= WRITTEN TASK =
List every line in the listing below that contains the word "windshield".

──────────────────────────────

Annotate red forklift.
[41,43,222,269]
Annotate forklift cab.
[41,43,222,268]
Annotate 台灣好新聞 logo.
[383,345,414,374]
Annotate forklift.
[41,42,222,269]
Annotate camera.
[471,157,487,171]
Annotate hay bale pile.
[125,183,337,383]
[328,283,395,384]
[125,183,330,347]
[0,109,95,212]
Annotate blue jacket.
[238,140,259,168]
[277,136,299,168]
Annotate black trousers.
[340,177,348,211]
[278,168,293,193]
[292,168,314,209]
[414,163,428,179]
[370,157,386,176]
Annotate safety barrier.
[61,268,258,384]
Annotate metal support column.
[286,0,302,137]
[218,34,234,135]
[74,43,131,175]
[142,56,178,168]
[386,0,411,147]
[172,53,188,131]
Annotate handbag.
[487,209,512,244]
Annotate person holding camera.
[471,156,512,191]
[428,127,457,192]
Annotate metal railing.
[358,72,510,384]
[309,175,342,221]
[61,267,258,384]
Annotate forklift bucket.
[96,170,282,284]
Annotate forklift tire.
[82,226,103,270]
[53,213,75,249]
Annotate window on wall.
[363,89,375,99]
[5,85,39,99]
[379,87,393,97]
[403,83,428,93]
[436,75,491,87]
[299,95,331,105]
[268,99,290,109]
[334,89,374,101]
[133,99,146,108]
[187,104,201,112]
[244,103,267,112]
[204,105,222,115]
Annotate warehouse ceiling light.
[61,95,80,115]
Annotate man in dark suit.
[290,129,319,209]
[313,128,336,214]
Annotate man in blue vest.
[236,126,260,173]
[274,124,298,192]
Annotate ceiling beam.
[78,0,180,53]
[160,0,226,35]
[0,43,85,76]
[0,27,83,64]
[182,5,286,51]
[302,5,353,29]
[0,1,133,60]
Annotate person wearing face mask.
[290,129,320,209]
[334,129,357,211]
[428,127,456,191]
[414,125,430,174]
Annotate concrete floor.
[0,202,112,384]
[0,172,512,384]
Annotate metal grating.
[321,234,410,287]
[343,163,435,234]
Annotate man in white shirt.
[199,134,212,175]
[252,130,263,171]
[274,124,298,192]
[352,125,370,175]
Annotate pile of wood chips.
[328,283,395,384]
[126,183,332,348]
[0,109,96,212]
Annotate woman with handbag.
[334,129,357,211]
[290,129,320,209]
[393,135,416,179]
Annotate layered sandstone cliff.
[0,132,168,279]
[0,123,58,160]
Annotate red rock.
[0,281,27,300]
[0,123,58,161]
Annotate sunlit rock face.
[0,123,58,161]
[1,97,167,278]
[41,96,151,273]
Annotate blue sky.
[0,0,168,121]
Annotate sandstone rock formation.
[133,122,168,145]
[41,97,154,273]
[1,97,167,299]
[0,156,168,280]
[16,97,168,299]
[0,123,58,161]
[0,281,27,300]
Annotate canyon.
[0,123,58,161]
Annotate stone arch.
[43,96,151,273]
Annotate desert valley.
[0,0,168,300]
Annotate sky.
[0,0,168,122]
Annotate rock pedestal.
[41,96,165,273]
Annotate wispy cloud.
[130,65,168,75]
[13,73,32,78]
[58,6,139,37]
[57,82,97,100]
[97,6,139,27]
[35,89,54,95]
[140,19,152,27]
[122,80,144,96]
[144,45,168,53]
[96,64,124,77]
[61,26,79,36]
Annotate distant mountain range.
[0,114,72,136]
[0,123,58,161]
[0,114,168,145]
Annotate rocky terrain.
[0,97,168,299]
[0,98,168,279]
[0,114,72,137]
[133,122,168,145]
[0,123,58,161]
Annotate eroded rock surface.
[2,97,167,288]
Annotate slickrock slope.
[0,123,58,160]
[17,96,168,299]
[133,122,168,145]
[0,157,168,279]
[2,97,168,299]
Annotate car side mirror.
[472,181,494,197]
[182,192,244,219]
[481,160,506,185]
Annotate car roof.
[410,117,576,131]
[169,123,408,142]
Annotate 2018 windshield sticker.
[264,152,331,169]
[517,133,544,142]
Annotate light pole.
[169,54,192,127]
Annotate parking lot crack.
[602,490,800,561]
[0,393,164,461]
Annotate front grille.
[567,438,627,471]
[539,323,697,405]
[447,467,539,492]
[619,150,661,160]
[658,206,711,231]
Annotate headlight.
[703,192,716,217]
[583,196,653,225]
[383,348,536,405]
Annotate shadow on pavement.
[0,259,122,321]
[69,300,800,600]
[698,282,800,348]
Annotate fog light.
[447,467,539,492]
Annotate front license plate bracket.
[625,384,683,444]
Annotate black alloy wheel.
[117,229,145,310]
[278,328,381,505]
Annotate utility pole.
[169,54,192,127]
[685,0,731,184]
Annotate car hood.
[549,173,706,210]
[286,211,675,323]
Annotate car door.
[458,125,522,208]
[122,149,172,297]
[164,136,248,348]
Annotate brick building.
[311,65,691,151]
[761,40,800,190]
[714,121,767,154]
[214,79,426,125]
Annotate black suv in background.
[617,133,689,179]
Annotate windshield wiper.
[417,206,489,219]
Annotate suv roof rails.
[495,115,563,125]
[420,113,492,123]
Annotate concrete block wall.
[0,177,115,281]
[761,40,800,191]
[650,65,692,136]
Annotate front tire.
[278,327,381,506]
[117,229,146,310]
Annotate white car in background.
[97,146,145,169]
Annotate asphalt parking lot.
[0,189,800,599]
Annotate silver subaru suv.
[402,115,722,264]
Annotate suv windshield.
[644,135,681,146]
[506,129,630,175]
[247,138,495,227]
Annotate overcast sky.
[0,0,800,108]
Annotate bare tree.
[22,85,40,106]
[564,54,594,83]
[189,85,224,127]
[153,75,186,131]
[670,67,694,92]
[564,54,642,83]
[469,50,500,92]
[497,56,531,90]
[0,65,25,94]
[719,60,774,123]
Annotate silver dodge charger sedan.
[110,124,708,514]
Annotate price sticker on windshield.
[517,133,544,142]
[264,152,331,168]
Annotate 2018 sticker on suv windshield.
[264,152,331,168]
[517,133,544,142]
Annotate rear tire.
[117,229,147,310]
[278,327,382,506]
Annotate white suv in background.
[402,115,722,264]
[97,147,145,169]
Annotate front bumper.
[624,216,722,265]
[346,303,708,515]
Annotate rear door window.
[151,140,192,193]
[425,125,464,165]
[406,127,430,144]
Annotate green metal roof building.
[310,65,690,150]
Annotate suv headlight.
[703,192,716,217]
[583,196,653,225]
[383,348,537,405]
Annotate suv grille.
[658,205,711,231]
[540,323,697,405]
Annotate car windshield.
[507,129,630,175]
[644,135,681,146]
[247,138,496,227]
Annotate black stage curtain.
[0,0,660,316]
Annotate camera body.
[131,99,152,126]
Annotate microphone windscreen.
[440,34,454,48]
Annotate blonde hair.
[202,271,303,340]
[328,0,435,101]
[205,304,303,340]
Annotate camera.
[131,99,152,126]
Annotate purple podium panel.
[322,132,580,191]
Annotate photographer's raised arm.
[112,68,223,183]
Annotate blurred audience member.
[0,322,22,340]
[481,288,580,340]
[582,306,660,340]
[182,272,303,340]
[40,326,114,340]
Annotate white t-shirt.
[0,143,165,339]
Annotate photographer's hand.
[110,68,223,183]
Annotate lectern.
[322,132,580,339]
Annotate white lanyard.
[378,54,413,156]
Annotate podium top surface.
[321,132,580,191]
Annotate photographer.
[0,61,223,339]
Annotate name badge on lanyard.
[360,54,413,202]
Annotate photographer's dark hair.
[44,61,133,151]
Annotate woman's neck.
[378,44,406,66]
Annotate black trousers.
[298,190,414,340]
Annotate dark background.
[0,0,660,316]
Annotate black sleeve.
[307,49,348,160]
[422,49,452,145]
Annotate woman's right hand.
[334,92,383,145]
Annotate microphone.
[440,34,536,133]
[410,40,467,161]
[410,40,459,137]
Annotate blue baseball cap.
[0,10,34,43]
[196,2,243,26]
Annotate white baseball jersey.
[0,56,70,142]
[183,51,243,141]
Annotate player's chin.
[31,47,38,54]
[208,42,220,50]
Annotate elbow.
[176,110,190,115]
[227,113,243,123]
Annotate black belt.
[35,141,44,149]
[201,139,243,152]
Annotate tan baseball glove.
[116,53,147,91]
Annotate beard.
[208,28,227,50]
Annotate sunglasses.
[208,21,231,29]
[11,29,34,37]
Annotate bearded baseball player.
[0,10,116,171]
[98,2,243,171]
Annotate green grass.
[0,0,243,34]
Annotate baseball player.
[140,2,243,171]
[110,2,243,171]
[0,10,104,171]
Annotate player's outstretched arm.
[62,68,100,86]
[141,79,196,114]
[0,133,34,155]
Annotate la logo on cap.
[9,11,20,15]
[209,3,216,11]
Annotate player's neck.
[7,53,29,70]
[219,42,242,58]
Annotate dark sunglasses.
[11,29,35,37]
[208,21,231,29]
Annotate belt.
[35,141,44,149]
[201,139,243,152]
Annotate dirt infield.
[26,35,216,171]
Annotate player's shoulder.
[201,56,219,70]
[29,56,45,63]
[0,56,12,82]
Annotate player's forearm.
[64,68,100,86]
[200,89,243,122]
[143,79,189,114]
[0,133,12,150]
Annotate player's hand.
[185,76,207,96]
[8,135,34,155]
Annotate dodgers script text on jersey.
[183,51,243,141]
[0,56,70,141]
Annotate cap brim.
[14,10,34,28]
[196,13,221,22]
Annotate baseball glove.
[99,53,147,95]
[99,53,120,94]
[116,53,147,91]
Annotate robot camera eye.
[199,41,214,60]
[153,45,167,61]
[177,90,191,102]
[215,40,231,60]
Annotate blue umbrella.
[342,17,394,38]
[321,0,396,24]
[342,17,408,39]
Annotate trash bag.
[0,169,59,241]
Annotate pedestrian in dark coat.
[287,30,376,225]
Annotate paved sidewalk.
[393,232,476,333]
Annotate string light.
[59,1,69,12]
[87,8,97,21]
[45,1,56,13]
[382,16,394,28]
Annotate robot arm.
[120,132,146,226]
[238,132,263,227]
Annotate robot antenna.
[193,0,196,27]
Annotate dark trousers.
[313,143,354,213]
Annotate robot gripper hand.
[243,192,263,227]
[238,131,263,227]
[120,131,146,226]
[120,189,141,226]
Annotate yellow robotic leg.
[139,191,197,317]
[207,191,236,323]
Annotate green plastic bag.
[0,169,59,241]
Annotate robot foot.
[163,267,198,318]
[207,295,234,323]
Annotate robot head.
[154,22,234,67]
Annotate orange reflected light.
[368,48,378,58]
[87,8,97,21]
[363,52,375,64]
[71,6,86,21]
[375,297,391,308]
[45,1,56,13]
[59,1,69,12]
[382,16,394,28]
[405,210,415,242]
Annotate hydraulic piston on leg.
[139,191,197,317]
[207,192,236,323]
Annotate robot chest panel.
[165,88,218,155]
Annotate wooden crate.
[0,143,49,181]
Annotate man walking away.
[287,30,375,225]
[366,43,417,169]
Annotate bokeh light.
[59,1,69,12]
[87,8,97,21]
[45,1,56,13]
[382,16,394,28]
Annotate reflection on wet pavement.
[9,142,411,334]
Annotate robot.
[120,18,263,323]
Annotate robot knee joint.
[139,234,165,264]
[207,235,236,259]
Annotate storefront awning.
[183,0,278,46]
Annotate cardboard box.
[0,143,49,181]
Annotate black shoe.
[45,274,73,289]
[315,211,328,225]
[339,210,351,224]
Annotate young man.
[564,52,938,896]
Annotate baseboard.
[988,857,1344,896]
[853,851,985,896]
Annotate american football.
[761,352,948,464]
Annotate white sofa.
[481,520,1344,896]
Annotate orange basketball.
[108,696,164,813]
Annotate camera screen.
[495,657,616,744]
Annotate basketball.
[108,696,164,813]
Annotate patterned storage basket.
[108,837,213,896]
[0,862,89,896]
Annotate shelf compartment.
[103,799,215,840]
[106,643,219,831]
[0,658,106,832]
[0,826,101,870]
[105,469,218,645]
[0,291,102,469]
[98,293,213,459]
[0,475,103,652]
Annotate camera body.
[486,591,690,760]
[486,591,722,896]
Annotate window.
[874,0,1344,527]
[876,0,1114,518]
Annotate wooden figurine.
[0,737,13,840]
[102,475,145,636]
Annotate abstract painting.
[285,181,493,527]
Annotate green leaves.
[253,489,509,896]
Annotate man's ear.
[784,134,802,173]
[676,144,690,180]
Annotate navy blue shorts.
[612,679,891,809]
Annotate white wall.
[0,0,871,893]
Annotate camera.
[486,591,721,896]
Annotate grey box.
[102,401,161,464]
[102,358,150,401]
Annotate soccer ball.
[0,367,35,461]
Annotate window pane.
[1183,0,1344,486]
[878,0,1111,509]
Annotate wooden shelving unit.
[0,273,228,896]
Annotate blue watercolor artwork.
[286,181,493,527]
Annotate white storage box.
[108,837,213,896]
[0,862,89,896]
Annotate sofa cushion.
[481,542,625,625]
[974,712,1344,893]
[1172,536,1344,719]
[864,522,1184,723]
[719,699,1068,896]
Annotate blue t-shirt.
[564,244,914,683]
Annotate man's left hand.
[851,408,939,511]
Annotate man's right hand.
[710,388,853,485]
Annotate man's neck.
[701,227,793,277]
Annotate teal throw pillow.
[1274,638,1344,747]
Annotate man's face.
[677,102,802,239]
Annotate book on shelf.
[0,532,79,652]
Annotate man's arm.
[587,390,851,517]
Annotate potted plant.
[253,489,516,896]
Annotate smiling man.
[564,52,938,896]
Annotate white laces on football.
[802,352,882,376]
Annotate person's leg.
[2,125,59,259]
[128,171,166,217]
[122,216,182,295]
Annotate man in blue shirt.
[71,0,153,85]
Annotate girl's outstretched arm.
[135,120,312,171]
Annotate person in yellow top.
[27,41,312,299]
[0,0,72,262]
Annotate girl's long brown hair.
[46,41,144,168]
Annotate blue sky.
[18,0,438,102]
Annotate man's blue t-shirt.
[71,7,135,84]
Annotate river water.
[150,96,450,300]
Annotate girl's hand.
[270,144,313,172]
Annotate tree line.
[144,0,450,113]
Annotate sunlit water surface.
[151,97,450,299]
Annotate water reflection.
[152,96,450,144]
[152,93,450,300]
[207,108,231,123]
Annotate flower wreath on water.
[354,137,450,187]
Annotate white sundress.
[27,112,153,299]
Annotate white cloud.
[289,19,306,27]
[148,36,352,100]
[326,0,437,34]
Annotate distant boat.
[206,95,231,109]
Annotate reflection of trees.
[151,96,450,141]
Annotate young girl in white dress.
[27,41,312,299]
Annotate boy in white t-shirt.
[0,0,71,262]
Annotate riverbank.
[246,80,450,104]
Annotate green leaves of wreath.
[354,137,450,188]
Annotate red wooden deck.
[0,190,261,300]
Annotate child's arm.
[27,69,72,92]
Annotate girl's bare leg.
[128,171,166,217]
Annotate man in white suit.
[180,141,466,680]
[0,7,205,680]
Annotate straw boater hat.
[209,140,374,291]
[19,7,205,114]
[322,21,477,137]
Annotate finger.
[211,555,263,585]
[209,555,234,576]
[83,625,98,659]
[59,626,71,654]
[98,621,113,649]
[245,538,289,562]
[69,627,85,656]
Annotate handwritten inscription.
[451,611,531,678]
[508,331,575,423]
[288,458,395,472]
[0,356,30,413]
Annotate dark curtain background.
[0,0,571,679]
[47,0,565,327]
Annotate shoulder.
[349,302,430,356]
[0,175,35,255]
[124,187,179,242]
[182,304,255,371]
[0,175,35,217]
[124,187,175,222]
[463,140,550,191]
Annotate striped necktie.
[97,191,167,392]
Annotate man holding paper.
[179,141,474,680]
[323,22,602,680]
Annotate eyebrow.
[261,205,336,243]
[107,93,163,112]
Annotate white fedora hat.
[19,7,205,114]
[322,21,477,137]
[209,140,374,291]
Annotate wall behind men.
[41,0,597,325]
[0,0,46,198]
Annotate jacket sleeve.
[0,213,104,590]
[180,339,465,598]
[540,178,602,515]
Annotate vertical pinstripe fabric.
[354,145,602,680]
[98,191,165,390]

──────────────────────────────

= SOLUTION BELOW =
Annotate 2018 windshield sticker.
Annotate windshield wiper.
Annotate suv windshield.
Annotate price sticker on windshield.
Annotate 2018 sticker on suv windshield.
Annotate car windshield.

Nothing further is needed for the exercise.